◆ GOAL
Only the lines from the one containing "brown branch above? Mark it with a dot." to the end of the records belong in the output; print them exactly.

** begin **

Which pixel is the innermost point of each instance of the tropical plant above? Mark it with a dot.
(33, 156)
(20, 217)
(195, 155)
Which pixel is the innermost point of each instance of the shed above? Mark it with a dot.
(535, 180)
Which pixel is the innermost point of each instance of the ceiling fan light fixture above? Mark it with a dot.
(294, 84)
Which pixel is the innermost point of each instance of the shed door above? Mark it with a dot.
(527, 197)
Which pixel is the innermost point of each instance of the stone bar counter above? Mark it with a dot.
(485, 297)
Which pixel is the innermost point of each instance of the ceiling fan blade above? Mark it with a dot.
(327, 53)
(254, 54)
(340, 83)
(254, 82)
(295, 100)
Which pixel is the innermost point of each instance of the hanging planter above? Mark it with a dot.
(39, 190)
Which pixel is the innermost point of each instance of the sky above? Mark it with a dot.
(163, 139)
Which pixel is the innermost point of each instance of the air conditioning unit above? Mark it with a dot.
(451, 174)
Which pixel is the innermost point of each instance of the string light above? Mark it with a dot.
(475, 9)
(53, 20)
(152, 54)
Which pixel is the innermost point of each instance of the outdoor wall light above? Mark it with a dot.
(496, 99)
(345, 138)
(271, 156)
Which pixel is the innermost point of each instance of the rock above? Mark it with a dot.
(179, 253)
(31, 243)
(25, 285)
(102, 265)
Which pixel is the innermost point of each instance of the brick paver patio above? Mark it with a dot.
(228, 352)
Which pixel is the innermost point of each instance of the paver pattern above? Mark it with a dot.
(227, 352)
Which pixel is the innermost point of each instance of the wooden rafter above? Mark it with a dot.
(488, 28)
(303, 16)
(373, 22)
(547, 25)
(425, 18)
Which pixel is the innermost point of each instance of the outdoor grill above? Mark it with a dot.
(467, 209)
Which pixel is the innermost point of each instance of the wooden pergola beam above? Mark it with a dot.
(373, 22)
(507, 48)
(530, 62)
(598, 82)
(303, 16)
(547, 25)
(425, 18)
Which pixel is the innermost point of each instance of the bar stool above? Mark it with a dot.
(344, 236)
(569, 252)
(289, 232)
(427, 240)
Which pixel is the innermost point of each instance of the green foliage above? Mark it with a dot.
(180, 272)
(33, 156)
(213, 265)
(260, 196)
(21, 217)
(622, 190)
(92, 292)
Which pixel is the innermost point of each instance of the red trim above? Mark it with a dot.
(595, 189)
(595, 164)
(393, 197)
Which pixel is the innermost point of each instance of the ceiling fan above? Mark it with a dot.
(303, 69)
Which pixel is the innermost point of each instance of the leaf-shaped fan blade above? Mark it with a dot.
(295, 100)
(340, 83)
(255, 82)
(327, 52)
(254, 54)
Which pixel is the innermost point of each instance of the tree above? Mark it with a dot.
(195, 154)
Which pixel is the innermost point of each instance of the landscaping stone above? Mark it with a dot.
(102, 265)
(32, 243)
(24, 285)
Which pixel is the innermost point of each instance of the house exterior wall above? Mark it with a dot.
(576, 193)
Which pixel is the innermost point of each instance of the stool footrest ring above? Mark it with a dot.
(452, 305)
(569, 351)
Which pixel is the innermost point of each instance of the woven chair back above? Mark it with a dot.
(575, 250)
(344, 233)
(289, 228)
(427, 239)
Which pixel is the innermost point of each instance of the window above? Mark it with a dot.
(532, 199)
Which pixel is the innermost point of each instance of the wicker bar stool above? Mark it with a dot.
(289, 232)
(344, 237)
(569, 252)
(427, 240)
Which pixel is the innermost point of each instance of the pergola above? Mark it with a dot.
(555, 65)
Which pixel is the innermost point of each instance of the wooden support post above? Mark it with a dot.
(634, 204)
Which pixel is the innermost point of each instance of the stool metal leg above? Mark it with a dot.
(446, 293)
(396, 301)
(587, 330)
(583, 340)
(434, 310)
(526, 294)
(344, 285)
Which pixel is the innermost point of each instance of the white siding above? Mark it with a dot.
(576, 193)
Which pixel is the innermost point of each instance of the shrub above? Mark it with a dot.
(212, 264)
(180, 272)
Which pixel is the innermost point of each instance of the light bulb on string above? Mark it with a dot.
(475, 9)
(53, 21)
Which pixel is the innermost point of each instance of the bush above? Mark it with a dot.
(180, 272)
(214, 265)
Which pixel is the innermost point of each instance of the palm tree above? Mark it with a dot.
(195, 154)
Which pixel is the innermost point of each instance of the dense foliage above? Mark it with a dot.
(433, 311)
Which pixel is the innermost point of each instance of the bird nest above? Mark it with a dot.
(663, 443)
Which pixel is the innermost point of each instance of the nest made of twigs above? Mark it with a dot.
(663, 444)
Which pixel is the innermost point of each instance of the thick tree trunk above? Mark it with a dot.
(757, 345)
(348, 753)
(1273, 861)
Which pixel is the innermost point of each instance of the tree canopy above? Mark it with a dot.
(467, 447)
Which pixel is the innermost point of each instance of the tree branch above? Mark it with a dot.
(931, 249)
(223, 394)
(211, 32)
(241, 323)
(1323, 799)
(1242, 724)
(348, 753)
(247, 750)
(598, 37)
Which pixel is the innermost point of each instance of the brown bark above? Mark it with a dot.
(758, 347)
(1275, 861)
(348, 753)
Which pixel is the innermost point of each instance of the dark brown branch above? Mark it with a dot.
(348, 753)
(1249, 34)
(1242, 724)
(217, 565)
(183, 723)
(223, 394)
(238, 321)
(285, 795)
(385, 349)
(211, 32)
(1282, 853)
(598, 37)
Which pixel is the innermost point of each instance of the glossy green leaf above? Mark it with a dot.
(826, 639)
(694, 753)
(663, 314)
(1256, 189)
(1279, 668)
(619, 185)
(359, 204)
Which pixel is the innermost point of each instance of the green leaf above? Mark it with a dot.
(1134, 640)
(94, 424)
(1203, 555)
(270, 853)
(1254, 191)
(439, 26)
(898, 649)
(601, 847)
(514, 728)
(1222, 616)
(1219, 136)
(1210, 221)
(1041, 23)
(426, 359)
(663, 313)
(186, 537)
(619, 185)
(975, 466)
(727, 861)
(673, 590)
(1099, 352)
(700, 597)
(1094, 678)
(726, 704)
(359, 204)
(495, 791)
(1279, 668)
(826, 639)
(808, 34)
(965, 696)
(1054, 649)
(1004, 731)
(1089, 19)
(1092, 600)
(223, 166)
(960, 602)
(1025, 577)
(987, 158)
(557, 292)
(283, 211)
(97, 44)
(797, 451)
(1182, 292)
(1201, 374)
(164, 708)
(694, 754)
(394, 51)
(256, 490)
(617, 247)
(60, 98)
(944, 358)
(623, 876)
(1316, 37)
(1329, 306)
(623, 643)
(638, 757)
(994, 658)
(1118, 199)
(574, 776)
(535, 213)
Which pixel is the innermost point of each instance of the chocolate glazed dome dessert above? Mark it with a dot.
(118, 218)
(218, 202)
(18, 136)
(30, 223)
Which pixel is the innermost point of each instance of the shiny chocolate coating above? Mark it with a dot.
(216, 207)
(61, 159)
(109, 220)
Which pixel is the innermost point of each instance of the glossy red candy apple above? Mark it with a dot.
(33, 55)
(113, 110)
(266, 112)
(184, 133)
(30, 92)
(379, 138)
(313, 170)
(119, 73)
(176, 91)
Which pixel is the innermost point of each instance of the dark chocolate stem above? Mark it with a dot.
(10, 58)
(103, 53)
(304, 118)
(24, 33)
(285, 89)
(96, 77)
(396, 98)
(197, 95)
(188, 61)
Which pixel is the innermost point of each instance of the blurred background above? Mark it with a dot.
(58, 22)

** end **

◆ EXERCISE SOLUTION
Which pixel is the innermost point of each instance of the dark brown branch above? Mark it with a dot.
(348, 753)
(1249, 34)
(1242, 724)
(217, 565)
(183, 723)
(223, 394)
(238, 321)
(285, 795)
(385, 349)
(211, 32)
(1282, 853)
(598, 37)
Which pixel is the innermost point of each instance of the glossy green leaf above? Mark it with a dot.
(826, 639)
(694, 753)
(663, 314)
(1256, 189)
(1279, 668)
(619, 185)
(359, 204)
Which pixel is the innermost point of each instance of the green leaf above? Mark it with a dot.
(1134, 640)
(94, 424)
(1203, 555)
(270, 853)
(1254, 191)
(439, 26)
(898, 649)
(601, 847)
(514, 728)
(1222, 616)
(1219, 136)
(1210, 221)
(1041, 23)
(426, 359)
(663, 313)
(186, 537)
(619, 185)
(975, 466)
(727, 861)
(673, 590)
(1099, 352)
(700, 597)
(1094, 678)
(726, 704)
(359, 204)
(495, 791)
(1279, 668)
(826, 639)
(808, 34)
(965, 696)
(1054, 649)
(1004, 731)
(1089, 19)
(1092, 600)
(223, 166)
(960, 602)
(1025, 577)
(987, 158)
(557, 292)
(283, 211)
(97, 44)
(797, 451)
(1182, 292)
(1201, 374)
(164, 708)
(694, 754)
(394, 51)
(256, 490)
(617, 247)
(60, 98)
(944, 358)
(623, 876)
(1316, 37)
(1329, 306)
(623, 643)
(638, 757)
(994, 658)
(1118, 199)
(574, 776)
(535, 213)
Which pixel is the innermost point of each instance of the chocolate glazed dome dessert above? Mark it with a dot.
(118, 218)
(218, 202)
(18, 136)
(30, 223)
Which pixel is the innermost point of each instance of the shiny chocolate coating above? Mark it with a dot.
(216, 207)
(61, 159)
(109, 220)
Which pixel is the innermost point of each instance of the glossy red candy apple above? Mark it with a dot.
(33, 55)
(113, 110)
(266, 112)
(184, 133)
(30, 92)
(379, 138)
(313, 170)
(119, 73)
(176, 91)
Which pixel is the innermost point of each instance of the dark chocolate stem above? Mark it with a dot.
(10, 58)
(103, 53)
(304, 118)
(24, 33)
(285, 89)
(96, 77)
(396, 98)
(197, 95)
(188, 61)
Which pixel is the innermost point of each instance of the blurred background above? Mark it with a dot.
(58, 22)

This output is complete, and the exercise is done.